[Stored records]
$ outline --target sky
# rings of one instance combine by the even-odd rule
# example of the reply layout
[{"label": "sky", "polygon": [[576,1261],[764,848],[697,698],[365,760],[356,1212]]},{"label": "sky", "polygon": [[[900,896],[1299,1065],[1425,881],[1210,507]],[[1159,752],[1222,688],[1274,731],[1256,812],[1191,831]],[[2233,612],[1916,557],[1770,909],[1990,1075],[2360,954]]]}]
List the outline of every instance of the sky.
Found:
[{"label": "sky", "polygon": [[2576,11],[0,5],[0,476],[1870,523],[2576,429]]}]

▸ **Task to carry out**
A faithful retyping of every entry above is the task.

▸ **Output of the exercise**
$ outline --target sky
# rings of one instance combine by the even-odd rule
# example of the reply layout
[{"label": "sky", "polygon": [[576,1261],[764,848],[697,698],[365,760],[356,1212]]},{"label": "sky", "polygon": [[[900,896],[1299,1065],[1425,881],[1210,507]],[[1159,752],[1222,688],[1274,731],[1256,812],[1191,831]],[[2233,612],[1916,557],[1770,909],[1990,1075],[2360,954]]]}]
List the outline of every instance of the sky.
Found:
[{"label": "sky", "polygon": [[2576,11],[0,5],[0,476],[1870,523],[2576,429]]}]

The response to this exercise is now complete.